▶ _GIVEN EXERCISE_: Copy out the entries below word for word, taking only the stretch from the line containing "In the photo above, where can the poster of woman's" through the line containing "[1121, 297]", with both of those lines included.

** start AVAILABLE DATA **

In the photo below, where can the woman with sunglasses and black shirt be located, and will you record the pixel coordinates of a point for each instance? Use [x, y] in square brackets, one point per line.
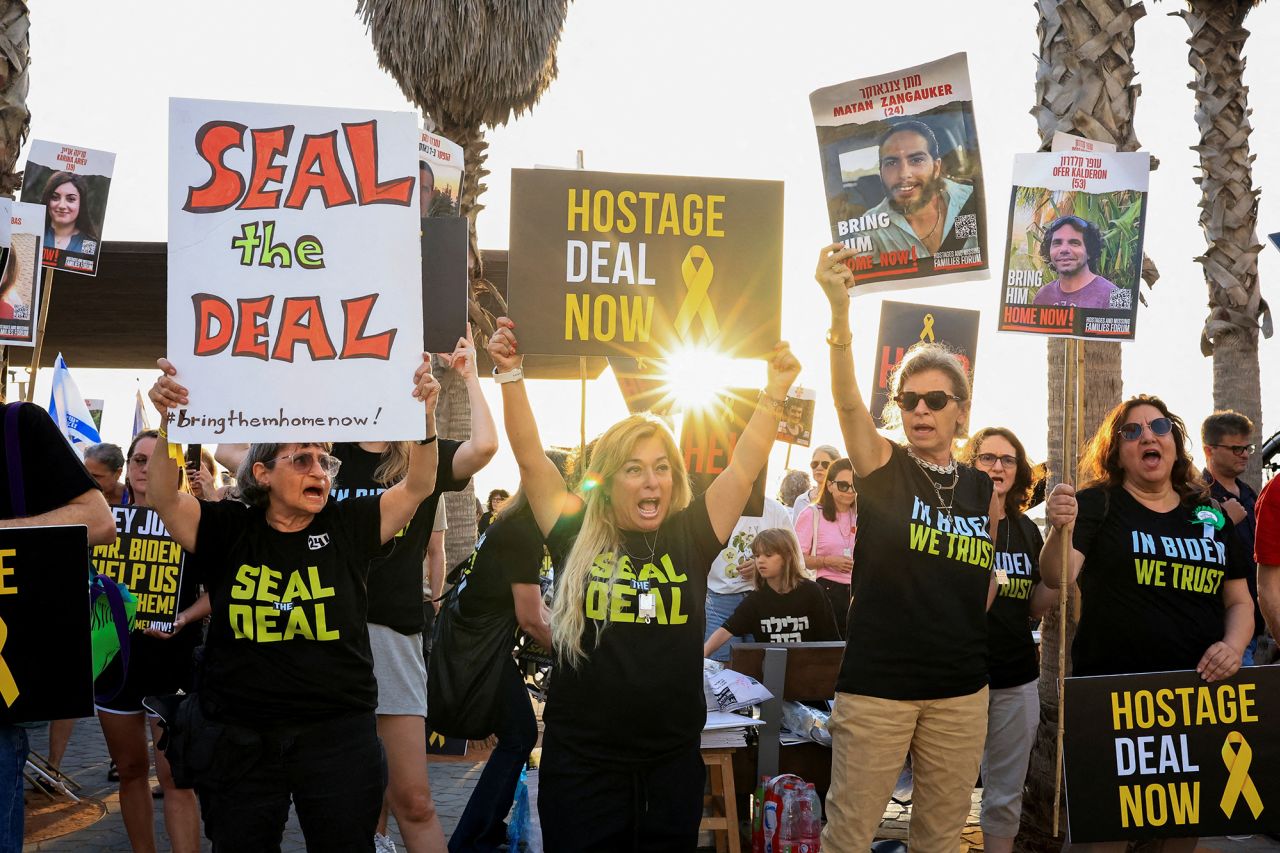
[286, 689]
[914, 673]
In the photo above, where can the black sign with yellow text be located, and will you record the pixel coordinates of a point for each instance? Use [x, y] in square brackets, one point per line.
[1166, 755]
[644, 265]
[46, 666]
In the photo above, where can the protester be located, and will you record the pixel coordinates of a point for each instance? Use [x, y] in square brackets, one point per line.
[1141, 496]
[823, 455]
[105, 464]
[56, 489]
[786, 606]
[730, 582]
[625, 708]
[914, 673]
[1226, 437]
[827, 532]
[288, 692]
[1013, 711]
[160, 662]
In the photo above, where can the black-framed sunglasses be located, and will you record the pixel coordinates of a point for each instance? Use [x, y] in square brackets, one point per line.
[1239, 450]
[935, 400]
[304, 460]
[1132, 430]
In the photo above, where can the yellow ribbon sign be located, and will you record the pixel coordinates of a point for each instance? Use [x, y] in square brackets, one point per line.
[698, 282]
[1238, 783]
[8, 687]
[927, 332]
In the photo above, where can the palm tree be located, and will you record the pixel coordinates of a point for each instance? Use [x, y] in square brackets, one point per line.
[1083, 86]
[14, 115]
[467, 65]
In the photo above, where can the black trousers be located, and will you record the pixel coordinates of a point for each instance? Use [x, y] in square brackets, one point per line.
[602, 806]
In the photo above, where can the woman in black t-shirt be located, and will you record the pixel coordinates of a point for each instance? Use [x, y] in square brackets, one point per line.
[914, 674]
[286, 690]
[1161, 574]
[621, 765]
[1013, 711]
[785, 607]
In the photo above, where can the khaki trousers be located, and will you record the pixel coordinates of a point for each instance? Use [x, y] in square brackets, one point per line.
[871, 738]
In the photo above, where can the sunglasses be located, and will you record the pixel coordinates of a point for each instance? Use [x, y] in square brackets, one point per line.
[304, 460]
[1132, 432]
[935, 400]
[988, 460]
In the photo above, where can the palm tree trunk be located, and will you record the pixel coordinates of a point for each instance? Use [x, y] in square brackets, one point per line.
[1229, 208]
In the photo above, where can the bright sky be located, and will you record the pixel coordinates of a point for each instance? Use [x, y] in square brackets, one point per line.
[676, 87]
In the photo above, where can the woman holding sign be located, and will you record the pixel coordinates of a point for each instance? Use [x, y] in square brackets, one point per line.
[1143, 507]
[914, 673]
[621, 766]
[286, 696]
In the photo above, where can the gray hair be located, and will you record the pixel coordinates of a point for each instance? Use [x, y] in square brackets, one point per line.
[108, 455]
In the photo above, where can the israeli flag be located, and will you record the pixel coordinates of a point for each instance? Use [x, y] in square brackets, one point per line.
[69, 411]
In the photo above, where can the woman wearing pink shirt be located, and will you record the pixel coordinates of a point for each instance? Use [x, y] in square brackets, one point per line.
[827, 532]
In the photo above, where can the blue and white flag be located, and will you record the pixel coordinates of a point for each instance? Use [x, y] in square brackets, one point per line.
[68, 410]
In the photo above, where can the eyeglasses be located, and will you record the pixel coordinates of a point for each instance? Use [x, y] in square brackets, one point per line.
[1132, 432]
[988, 460]
[304, 460]
[1239, 450]
[935, 400]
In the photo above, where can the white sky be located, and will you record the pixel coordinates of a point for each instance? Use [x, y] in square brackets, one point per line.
[677, 87]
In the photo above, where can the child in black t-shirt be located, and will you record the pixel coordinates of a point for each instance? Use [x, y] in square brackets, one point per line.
[786, 607]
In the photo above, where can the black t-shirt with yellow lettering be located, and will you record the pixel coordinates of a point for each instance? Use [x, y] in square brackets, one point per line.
[639, 694]
[1151, 587]
[287, 641]
[918, 617]
[1013, 656]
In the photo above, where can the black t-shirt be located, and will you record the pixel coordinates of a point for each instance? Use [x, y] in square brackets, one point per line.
[918, 616]
[638, 696]
[287, 641]
[1151, 587]
[799, 616]
[1013, 656]
[51, 474]
[508, 552]
[396, 575]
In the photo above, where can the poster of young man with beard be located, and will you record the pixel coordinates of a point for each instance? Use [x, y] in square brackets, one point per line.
[903, 174]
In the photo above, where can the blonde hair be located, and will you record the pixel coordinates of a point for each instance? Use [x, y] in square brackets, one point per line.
[599, 536]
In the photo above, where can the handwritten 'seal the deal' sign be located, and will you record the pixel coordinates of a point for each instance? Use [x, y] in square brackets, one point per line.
[295, 276]
[644, 265]
[1165, 755]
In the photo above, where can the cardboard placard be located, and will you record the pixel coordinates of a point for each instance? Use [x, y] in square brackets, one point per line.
[295, 278]
[46, 666]
[1168, 755]
[644, 265]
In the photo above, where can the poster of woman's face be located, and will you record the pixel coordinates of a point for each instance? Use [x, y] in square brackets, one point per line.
[72, 183]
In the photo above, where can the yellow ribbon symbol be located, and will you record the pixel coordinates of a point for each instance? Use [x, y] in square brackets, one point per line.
[8, 687]
[1239, 783]
[927, 332]
[698, 281]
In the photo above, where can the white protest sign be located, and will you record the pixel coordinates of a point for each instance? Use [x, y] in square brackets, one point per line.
[295, 301]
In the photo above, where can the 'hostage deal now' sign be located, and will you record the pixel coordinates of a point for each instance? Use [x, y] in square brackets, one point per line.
[644, 265]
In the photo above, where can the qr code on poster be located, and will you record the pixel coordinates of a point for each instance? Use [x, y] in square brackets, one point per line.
[1121, 297]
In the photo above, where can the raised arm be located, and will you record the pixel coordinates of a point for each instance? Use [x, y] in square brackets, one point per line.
[538, 475]
[400, 502]
[867, 448]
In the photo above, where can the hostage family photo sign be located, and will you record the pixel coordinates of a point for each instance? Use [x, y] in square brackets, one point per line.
[644, 265]
[295, 272]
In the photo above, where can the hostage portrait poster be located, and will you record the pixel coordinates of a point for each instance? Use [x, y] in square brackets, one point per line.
[644, 265]
[1075, 232]
[903, 174]
[295, 301]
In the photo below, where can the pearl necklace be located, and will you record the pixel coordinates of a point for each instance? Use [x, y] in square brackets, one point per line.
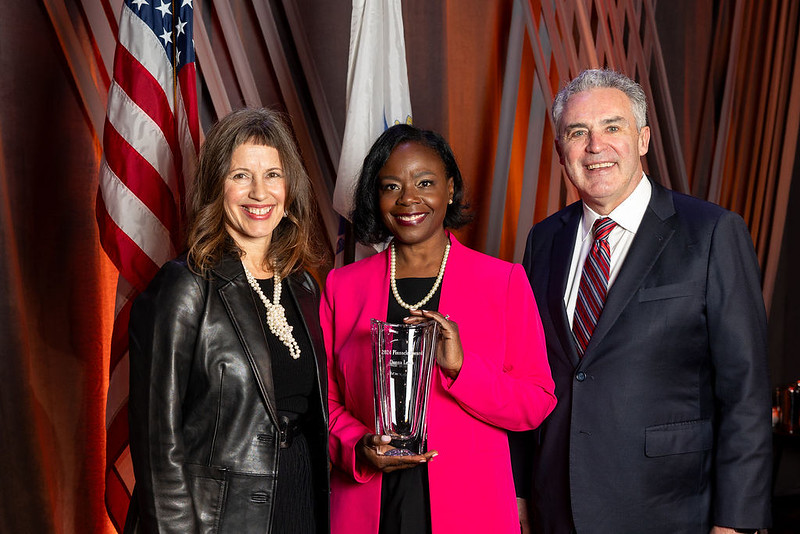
[431, 293]
[276, 314]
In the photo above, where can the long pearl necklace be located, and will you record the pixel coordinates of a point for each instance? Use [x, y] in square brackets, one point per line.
[431, 293]
[276, 315]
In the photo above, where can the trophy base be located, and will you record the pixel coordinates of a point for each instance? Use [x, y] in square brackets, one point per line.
[406, 447]
[398, 452]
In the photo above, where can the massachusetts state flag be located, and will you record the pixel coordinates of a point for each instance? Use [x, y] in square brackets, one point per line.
[150, 143]
[377, 88]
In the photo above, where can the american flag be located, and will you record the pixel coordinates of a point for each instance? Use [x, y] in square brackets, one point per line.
[150, 142]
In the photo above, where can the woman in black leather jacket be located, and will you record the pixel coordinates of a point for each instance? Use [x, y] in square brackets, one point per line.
[228, 416]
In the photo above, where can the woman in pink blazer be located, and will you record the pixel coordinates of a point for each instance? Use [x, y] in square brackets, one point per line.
[491, 374]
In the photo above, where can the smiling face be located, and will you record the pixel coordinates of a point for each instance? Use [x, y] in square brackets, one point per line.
[413, 192]
[254, 196]
[601, 148]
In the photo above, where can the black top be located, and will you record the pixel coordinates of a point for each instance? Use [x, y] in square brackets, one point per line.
[294, 383]
[405, 497]
[293, 379]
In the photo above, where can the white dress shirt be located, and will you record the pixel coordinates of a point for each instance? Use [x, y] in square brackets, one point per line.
[628, 215]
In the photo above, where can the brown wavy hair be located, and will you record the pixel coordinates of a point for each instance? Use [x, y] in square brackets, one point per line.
[296, 243]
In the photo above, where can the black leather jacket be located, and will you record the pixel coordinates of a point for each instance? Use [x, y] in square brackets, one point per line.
[204, 438]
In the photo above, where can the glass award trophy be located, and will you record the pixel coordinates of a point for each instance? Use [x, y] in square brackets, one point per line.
[402, 356]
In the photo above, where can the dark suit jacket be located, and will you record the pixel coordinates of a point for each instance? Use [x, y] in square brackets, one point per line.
[204, 423]
[664, 425]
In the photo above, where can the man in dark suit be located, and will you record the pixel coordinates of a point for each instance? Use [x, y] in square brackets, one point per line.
[656, 335]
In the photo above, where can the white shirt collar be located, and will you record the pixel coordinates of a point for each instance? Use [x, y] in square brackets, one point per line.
[628, 214]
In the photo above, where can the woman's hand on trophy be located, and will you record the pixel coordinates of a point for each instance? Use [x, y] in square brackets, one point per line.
[450, 355]
[372, 449]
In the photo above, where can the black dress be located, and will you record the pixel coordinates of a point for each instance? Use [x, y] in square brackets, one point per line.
[295, 384]
[405, 496]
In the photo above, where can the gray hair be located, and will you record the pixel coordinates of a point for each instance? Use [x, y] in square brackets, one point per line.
[600, 79]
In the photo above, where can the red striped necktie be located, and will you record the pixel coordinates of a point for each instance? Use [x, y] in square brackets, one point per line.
[594, 284]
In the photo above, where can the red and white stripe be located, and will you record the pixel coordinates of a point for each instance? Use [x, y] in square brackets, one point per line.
[150, 142]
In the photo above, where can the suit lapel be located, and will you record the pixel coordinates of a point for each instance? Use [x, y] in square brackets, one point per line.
[653, 234]
[244, 311]
[563, 245]
[308, 305]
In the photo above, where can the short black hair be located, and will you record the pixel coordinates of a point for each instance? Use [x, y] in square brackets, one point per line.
[368, 226]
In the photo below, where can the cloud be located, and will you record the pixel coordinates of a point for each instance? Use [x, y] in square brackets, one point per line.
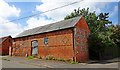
[59, 14]
[37, 21]
[7, 11]
[114, 11]
[9, 28]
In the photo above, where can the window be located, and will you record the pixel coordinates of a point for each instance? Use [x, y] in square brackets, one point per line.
[45, 40]
[9, 40]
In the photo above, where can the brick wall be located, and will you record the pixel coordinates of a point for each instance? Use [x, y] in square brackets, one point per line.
[60, 44]
[5, 46]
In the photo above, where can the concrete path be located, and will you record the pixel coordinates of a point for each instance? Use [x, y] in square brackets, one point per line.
[22, 62]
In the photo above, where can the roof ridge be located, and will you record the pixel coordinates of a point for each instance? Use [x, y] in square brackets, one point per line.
[63, 24]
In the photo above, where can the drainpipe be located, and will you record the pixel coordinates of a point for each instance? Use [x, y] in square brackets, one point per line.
[73, 33]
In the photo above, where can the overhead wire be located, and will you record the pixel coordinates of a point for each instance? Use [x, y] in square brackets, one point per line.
[44, 11]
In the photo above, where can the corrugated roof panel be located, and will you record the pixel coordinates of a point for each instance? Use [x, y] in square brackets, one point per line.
[51, 27]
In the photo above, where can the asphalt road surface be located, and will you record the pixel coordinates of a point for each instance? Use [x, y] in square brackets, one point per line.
[18, 62]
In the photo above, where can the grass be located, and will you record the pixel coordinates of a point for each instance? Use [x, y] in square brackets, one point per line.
[5, 59]
[30, 57]
[73, 62]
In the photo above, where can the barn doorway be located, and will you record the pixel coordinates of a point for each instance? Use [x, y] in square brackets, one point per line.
[34, 48]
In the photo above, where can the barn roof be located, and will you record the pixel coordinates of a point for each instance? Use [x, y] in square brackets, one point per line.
[2, 39]
[50, 27]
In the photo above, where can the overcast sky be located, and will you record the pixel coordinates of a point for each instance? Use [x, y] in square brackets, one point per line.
[14, 9]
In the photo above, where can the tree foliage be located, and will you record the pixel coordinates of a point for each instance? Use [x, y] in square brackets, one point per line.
[103, 32]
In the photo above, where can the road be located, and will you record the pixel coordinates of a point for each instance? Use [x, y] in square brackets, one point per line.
[18, 62]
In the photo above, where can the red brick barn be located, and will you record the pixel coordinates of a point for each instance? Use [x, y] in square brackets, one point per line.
[66, 39]
[5, 43]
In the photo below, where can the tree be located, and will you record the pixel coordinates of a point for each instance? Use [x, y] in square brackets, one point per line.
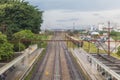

** end AVAILABLE DATA **

▶ _RESPONSE TO THIS EXERCISE_:
In the photo above, where can the poster of woman's face be located, and will you record the pixel coordinates of a point for each instance? Use [x, y] in square brackets, one point per line.
[72, 183]
In the photo above, where can the yellow ribbon symbol be located, and will you record the pixel coordinates of a point for each instance? Use [x, y] in square brackets, one point per line.
[8, 687]
[1239, 783]
[927, 332]
[698, 281]
In the photo above, where can the white protest sign be located, and will you record the pixel coordinates of a point for each instance? Use [x, y] in square brackets, one point per line.
[295, 301]
In the photo above, where can the 'hostage deal now' sign be located, and will you record the pixel coordinates of a point for each instance? Use [x, y] in square brackets, one point per line.
[644, 265]
In the photo above, where can the qr code on poster be located, and will you record the pixel coordinates of a point for each instance? Use [x, y] in square brackets, one point per line.
[1121, 297]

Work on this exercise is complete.